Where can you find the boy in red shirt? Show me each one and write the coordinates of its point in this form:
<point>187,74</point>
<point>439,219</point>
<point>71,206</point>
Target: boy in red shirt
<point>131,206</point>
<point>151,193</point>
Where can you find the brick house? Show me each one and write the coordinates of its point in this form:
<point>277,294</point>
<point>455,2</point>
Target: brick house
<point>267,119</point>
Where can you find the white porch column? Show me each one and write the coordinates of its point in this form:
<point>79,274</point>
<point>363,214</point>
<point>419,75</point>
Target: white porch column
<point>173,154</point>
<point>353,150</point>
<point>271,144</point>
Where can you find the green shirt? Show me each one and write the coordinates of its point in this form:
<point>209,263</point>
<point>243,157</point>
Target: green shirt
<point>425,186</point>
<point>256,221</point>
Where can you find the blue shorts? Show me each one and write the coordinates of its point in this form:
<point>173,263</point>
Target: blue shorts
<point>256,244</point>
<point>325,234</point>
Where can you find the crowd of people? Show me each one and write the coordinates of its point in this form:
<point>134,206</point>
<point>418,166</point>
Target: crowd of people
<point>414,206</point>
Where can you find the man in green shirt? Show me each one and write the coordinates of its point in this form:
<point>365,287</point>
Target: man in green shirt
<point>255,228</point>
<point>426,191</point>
--
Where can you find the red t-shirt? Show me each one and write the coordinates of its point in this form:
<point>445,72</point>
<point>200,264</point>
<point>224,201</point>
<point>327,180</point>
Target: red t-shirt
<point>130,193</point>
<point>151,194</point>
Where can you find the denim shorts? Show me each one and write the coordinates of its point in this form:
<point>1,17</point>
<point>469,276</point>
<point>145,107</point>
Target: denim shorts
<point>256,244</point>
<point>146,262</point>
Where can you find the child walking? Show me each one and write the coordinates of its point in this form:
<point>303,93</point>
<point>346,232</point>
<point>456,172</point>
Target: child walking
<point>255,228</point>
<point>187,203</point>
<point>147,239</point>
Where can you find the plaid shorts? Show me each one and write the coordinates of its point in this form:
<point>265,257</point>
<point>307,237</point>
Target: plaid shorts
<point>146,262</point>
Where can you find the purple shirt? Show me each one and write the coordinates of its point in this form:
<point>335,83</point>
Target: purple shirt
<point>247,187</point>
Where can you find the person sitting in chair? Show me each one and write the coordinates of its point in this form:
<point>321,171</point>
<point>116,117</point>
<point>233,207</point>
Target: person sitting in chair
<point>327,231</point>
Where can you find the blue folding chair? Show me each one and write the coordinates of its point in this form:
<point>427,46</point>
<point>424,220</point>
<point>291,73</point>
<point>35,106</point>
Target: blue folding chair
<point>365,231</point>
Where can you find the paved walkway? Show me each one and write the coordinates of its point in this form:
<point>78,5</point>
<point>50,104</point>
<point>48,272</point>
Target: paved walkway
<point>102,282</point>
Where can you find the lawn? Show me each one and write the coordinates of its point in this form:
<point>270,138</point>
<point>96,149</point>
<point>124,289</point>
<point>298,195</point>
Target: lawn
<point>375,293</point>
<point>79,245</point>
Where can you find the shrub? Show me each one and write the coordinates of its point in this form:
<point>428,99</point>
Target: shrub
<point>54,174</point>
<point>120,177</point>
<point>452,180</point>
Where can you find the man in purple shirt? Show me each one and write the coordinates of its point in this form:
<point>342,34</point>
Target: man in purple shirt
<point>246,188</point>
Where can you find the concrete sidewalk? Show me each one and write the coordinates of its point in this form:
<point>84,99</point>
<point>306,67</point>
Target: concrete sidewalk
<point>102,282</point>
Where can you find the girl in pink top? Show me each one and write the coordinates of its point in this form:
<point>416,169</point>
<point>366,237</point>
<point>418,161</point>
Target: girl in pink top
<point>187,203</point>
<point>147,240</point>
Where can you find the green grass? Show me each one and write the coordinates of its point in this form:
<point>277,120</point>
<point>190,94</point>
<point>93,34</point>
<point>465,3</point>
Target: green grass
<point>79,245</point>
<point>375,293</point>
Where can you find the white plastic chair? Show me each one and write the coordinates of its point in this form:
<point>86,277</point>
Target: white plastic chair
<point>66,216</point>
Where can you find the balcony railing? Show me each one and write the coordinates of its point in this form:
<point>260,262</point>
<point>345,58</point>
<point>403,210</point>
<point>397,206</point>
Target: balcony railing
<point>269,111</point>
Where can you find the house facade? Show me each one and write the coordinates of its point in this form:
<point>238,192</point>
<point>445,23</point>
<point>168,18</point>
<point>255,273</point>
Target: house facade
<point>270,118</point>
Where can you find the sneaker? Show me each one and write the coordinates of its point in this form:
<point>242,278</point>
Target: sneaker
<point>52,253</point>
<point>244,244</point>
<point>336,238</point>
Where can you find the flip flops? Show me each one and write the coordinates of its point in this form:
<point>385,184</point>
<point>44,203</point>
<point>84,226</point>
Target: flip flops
* * *
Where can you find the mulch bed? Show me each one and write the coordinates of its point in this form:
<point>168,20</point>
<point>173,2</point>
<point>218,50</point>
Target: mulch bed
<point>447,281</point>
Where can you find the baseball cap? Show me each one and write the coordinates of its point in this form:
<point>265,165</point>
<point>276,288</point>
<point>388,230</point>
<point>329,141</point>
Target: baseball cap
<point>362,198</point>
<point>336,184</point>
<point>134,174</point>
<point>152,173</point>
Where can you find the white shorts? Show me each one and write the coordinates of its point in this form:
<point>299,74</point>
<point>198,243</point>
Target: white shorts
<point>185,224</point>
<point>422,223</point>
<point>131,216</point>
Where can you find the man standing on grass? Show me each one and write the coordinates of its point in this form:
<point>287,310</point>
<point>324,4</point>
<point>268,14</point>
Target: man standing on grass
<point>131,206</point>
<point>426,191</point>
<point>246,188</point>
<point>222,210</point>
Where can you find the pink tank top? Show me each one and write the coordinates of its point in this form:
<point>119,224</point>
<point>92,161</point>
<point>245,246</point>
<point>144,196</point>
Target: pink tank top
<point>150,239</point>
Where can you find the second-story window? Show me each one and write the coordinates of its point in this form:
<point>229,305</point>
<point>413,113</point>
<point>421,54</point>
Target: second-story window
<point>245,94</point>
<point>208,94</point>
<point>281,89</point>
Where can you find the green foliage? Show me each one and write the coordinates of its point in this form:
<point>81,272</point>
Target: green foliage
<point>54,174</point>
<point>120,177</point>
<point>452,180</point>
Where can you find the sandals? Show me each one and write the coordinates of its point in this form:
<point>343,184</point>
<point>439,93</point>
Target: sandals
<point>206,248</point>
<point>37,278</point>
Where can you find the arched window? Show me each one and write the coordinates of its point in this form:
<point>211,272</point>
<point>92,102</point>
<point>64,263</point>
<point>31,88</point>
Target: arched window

** Exercise aim **
Return word for word the lines above from the line with "<point>116,117</point>" to the line with "<point>48,272</point>", including both and leaving out all others.

** Result of this task **
<point>116,117</point>
<point>233,207</point>
Target: person sitting in chair
<point>327,231</point>
Where can you find the blue folding chair? Show me each one and write the coordinates of its point in this form:
<point>427,46</point>
<point>424,220</point>
<point>291,73</point>
<point>35,106</point>
Target: blue folding chair
<point>365,231</point>
Where can you find the paved walkway? Show me each one and write the coordinates of its point in this form:
<point>78,5</point>
<point>50,104</point>
<point>48,272</point>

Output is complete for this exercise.